↓
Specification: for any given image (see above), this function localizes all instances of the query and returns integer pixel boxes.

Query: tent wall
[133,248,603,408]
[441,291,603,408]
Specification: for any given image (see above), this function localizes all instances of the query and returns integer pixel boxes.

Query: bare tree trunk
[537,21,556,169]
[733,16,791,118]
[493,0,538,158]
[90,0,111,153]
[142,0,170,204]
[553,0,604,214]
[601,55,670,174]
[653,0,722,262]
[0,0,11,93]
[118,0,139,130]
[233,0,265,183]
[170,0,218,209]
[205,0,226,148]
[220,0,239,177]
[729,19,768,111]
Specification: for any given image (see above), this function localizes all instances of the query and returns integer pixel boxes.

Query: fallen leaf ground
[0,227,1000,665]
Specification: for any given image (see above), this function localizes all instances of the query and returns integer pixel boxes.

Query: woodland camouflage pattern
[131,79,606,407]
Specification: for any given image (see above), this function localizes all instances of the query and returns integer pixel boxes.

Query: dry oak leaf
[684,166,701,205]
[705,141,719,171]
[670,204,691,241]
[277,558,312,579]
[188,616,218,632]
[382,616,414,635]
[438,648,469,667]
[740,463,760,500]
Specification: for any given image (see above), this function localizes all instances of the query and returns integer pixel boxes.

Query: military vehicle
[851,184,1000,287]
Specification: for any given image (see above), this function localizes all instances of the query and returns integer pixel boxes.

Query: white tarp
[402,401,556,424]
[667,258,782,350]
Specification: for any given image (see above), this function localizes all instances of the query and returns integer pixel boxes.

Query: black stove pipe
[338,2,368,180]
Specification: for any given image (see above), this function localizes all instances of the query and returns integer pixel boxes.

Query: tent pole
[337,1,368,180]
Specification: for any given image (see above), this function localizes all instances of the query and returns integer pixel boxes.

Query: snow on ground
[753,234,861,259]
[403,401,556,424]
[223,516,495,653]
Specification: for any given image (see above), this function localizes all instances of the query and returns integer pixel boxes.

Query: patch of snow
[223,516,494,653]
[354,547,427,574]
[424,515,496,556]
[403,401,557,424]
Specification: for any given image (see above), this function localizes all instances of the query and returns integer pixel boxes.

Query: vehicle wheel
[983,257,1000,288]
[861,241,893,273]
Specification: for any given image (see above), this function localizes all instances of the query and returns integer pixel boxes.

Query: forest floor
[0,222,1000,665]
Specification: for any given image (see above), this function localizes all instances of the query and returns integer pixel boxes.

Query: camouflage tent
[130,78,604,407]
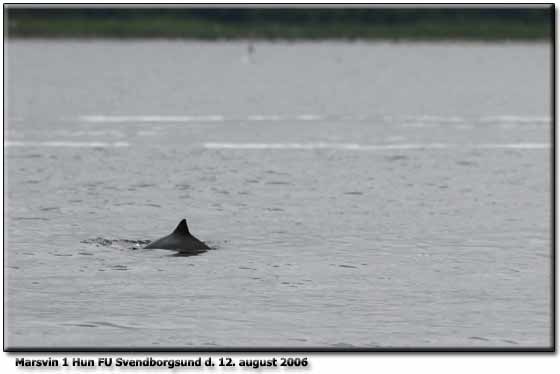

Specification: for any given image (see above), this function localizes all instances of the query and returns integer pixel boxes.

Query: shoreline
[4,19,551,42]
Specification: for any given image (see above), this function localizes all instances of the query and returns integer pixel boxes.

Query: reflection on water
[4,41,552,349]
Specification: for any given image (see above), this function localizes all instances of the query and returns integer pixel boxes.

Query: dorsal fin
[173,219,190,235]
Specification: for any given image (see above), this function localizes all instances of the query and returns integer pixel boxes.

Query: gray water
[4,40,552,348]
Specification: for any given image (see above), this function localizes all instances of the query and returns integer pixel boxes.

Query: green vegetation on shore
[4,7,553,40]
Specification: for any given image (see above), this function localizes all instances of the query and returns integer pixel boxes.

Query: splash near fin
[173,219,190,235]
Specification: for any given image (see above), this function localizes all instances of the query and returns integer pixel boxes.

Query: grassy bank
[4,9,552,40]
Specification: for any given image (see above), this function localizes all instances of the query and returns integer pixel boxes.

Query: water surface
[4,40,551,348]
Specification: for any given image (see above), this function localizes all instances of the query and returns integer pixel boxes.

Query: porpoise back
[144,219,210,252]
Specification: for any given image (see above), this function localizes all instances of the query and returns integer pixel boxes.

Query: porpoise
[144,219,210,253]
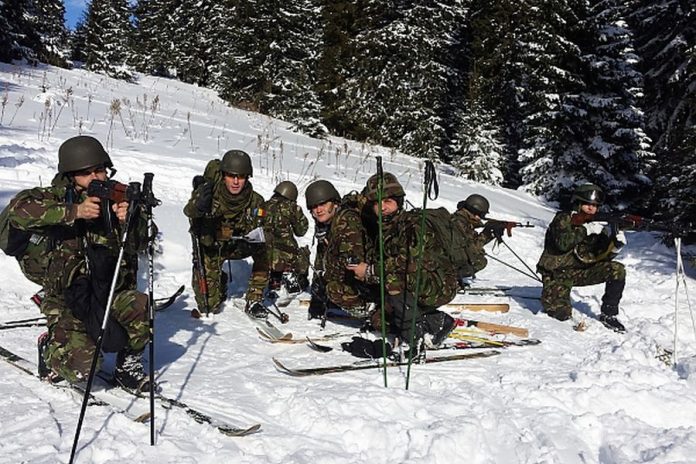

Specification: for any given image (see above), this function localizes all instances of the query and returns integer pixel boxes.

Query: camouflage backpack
↑
Job: Rewrite all the rows above as a numbered list, skipping blank lines and leaving out the pictures.

Output of the task:
1. Specification: for any given image (see above), this function localizes all instances of the query and returns integer pixel boxes.
2. Query: tent wall
3. [133,248,603,408]
4. [441,291,603,408]
5. Specification: for any given image (see above), this function localizes all instances of the query and returns integer pixel boxes.
6. Query: bare tree trunk
7. [537,21,556,169]
8. [733,16,791,118]
9. [493,0,538,158]
10. [90,0,111,153]
11. [142,0,170,204]
12. [553,0,604,214]
13. [601,55,670,174]
14. [653,0,722,262]
15. [0,0,11,93]
16. [118,0,139,130]
17. [233,0,265,183]
18. [170,0,218,209]
19. [205,0,226,148]
20. [220,0,239,177]
21. [729,19,768,111]
22. Specification: for any given image (see above), this function localizes all instances of the query and returns integer pixel boxes.
23. Query: fallen leaf ground
24. [0,227,1000,665]
25. Specification: for any given image (see above), this function localizes all instances of the query and returns integer pixel boxes.
26. Query: woodland camouflage pattern
27. [131,79,606,407]
28. Specification: for any given image (see above), this function localizes all instances of the query and returns integer pixel boxes.
29. Query: dry oak leaf
30. [684,166,701,205]
31. [705,141,719,171]
32. [670,204,691,241]
33. [277,558,312,579]
34. [188,616,218,632]
35. [382,616,414,635]
36. [438,648,469,667]
37. [740,463,760,500]
38. Specification: for any given image (see above), this function localizes all instances of the query and returns integer pixel boxes.
39. Query: military vehicle
40. [851,184,1000,287]
41. Specification: for any given image (see above), this function localizes all instances of the query and returns integer pixel boxes.
42. Query: white tarp
43. [402,401,556,424]
44. [667,258,782,350]
45. Specification: for any given image (see above), this function localizes all instances of the query and returns integer pixel boxes.
46. Query: black stove pipe
47. [338,2,368,180]
48. Specification: for any given image (see above), this function localizes all instances of the query and returns integer pixel boxes.
49. Query: tent pole
50. [337,1,368,180]
51. Specification: for any given image (see above), this function localizes all instances of the query and returns integer pixel boxes.
52. Query: snow on ground
53. [753,234,861,259]
54. [403,401,556,424]
55. [223,516,495,653]
56. Specification: for any given image (see above), this function localizes all instances of the query and returns integer pixel boxes.
57. Query: patch of snow
58. [223,516,494,653]
59. [354,547,427,574]
60. [424,515,496,556]
61. [403,401,557,424]
62. Specification: for any given image (see above), this function localizes all instances of the query and returns integer pixel boxes.
63. Query: vehicle wheel
64. [983,257,1000,288]
65. [861,241,893,273]
66. Specification: for any given image (see above), this function localizes all instances of the query and returns integer pixel boxes.
67. Query: forest floor
68. [0,222,1000,665]
69. Specification: for any given image (see above), this function localizes all instances of the query and returns integer pixel boxes.
70. Query: camouflage tent
71. [130,78,604,407]
72. Specification: for any given image (see above), this function localizes all instances of the query and returns integer pixel boxes.
73. Query: shoreline
74. [4,19,551,42]
75. Specification: for any given image (see above), this function localizes all instances of the query and returns integer pixel boxes.
76. Query: reflection on water
77. [4,41,552,349]
78. Specification: for any given image (see above), this function localizes all instances of the query and returns integer pixel boxes.
79. Query: dorsal fin
80. [173,219,190,235]
81. Specification: for any given image (see above), this function localizes all instances of the query and returns integer pixel boxes.
82. Query: gray water
83. [4,40,552,348]
84. Specification: for any given image (see above), this function localizes all instances of the query and returns integer pixel boxes.
85. Query: green vegetation on shore
86. [4,7,553,40]
87. Specification: for any given image (see above), this function localizes all instances of the query and returns integer pixel boxes.
88. Query: splash near fin
89. [173,219,190,235]
90. Specification: for any given image (see above), this function localizes all instances of the query and returns integer pixel boxes.
91. Query: grassy bank
92. [4,9,552,40]
93. Specification: for any given image (see above), this function localizes all instances of the query and returns integer pixel boxes.
94. Query: water surface
95. [4,40,551,348]
96. Specification: for any given image (see above), this function localizes all instances of the query and returns integer pixel boxes.
97. Query: porpoise back
98. [144,219,210,252]
99. Specification: for any given image (see above), this function localizes all instances of the query and returns integer pixel boxes.
100. Query: porpoise
101. [144,219,210,253]
102. Specification: for any given image (see above), this function localizes all instances of the query and returns integer pixel boxes.
103. Query: camouflage backpack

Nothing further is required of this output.